*Required action*
In the records below, find the line holding "For each instance of the forehead, drop" and the line holding "For each instance of the blue background, drop". Set down both, with every line between them, exactly.

*Data supplied*

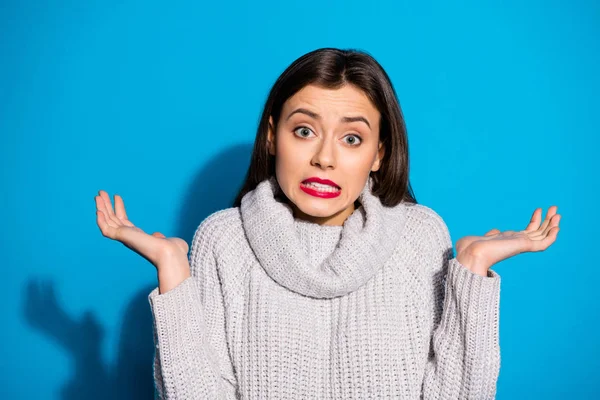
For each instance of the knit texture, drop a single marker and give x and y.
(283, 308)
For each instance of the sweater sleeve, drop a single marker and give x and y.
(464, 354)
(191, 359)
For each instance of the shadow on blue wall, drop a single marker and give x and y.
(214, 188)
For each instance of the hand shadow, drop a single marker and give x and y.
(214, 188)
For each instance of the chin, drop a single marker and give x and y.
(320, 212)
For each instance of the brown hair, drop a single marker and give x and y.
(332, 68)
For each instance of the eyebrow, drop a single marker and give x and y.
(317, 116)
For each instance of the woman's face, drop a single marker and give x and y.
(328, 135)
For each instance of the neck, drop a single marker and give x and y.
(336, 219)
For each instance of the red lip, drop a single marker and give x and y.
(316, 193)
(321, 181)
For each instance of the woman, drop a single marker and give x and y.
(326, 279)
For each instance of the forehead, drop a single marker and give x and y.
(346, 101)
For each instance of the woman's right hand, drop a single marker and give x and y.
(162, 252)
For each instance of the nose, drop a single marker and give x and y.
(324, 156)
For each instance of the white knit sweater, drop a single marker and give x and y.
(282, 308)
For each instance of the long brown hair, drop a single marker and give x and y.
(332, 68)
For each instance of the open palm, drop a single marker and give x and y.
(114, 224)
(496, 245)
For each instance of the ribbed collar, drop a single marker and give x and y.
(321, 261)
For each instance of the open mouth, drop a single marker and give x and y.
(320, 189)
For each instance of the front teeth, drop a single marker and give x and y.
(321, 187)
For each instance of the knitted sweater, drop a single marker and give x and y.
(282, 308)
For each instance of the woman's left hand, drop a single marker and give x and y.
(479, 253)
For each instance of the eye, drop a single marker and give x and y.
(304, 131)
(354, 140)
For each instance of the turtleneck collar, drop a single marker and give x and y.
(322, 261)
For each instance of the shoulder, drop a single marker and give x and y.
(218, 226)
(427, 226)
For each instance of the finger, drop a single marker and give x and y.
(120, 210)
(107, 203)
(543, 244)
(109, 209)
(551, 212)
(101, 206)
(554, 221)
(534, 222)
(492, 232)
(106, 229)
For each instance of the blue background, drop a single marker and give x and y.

...

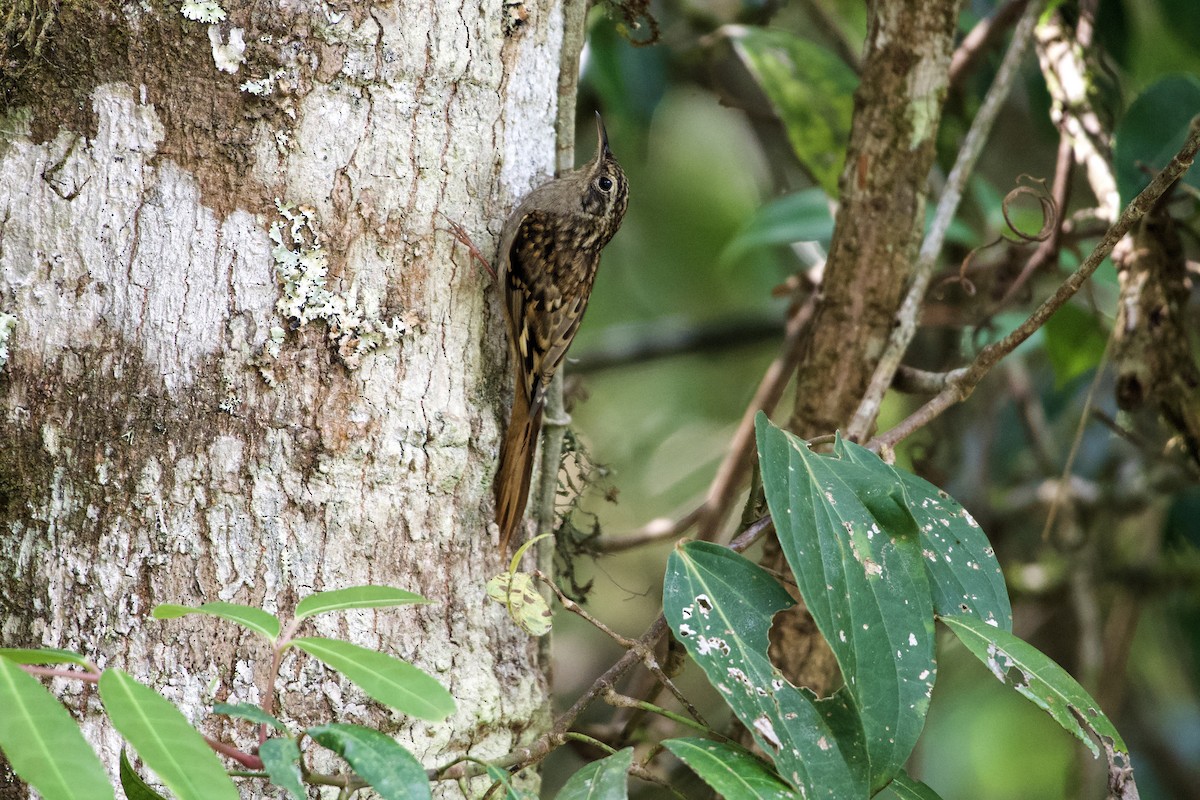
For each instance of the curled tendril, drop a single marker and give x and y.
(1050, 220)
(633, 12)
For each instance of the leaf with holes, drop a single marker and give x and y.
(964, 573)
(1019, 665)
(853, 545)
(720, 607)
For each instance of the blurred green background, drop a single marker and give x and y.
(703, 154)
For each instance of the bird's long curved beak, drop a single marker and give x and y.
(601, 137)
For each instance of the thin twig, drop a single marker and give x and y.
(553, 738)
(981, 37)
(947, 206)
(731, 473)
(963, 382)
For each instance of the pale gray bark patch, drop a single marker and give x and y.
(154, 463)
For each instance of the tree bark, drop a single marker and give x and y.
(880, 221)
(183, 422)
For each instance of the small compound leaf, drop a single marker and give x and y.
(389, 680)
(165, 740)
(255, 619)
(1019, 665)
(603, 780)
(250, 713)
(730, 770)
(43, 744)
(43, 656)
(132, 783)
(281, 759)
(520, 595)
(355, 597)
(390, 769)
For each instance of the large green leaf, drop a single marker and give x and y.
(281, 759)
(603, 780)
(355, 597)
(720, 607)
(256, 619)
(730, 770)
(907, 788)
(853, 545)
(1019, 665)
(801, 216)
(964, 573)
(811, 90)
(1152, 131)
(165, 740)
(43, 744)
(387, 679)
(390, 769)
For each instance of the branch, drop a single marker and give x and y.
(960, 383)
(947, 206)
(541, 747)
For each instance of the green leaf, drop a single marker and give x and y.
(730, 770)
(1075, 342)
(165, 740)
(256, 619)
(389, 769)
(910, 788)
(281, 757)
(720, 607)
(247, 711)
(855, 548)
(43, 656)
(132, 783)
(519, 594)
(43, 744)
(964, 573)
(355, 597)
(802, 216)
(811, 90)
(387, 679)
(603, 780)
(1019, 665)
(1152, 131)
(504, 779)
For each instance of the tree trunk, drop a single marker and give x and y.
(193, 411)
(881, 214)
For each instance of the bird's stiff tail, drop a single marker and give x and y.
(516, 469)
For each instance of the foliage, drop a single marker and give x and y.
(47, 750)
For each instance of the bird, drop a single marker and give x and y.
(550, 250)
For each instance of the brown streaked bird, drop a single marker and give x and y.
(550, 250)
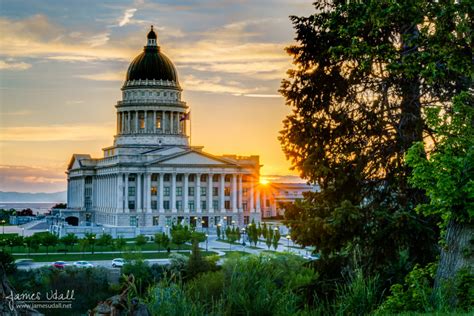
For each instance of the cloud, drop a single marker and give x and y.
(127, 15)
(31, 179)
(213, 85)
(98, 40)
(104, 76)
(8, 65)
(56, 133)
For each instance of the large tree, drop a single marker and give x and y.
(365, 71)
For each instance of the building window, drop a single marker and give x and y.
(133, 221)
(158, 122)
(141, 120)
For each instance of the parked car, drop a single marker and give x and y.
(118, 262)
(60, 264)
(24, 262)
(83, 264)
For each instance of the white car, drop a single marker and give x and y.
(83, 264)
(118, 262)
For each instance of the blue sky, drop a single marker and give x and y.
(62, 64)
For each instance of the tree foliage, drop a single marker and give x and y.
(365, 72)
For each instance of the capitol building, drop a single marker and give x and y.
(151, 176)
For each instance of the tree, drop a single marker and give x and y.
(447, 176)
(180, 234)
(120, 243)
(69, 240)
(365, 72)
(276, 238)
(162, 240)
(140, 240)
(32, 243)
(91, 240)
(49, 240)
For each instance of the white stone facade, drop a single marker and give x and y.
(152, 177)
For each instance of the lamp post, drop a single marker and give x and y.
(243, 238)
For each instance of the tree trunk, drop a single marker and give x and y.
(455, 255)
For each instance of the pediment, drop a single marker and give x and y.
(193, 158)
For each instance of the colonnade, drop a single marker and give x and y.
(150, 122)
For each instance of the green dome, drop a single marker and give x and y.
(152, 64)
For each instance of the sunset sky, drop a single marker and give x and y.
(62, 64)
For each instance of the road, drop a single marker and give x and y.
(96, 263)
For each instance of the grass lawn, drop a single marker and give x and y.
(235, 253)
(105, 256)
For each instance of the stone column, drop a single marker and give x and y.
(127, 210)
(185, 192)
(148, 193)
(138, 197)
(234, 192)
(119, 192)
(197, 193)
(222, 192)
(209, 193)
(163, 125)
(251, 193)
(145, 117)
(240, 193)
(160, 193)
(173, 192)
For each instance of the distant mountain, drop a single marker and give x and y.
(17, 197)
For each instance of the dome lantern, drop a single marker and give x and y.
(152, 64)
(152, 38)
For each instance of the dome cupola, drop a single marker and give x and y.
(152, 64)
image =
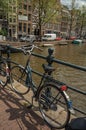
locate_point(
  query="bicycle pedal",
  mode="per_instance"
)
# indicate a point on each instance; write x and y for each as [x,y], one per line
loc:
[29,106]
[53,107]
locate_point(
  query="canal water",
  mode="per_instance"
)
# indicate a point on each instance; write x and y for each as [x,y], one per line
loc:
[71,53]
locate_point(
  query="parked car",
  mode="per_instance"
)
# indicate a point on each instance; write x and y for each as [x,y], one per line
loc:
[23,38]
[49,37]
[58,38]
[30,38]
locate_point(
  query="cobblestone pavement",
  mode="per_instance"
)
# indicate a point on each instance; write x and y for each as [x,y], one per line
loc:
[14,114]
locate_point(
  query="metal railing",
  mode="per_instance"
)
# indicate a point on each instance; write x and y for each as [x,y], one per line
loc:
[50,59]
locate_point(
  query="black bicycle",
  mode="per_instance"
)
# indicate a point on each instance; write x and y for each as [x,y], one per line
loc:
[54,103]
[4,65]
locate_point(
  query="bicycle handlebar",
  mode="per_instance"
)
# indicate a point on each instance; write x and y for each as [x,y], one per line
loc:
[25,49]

*Solution below*
For each instance of the forehead, drop a single marker and give x and y.
(346, 101)
For each instance of the woman's right hand, drop a single marker and give x and y.
(162, 252)
For each instance of the nose, drop a single marker and give x and y.
(324, 156)
For each instance of the white knit sweater, drop a single marker and give x and y.
(282, 308)
For each instance of the long brown hair, drop a single marker and give x and y.
(332, 68)
For each instance of the open palm, drop a single marker and give x and y.
(114, 224)
(496, 245)
For each instance of the ribbed collar, drop a single marker and give x and y.
(321, 261)
For each instance of the open mouth, drop a single marker and give x and y.
(320, 189)
For each instance of the front teeth, drop a single marker and give x and y.
(321, 187)
For each instance of the knitted sweater, drop a single marker and give x and y.
(282, 308)
For each instance of the woman's left hand, drop a single marker and give x and y.
(479, 253)
For each instance of the eye, drop a single marker and give x and y.
(304, 131)
(354, 140)
For each instance of the turtleneck collar, drop a single marker and give x and y.
(322, 261)
For each instance of the shoulder, drop a single marker and give x and y.
(218, 226)
(427, 226)
For each instance of the finger, drop a single marker and give x and y.
(120, 210)
(107, 203)
(543, 244)
(109, 209)
(551, 212)
(101, 206)
(554, 221)
(534, 222)
(492, 232)
(106, 229)
For each instance of the blue background, drop a single marker and give x and y.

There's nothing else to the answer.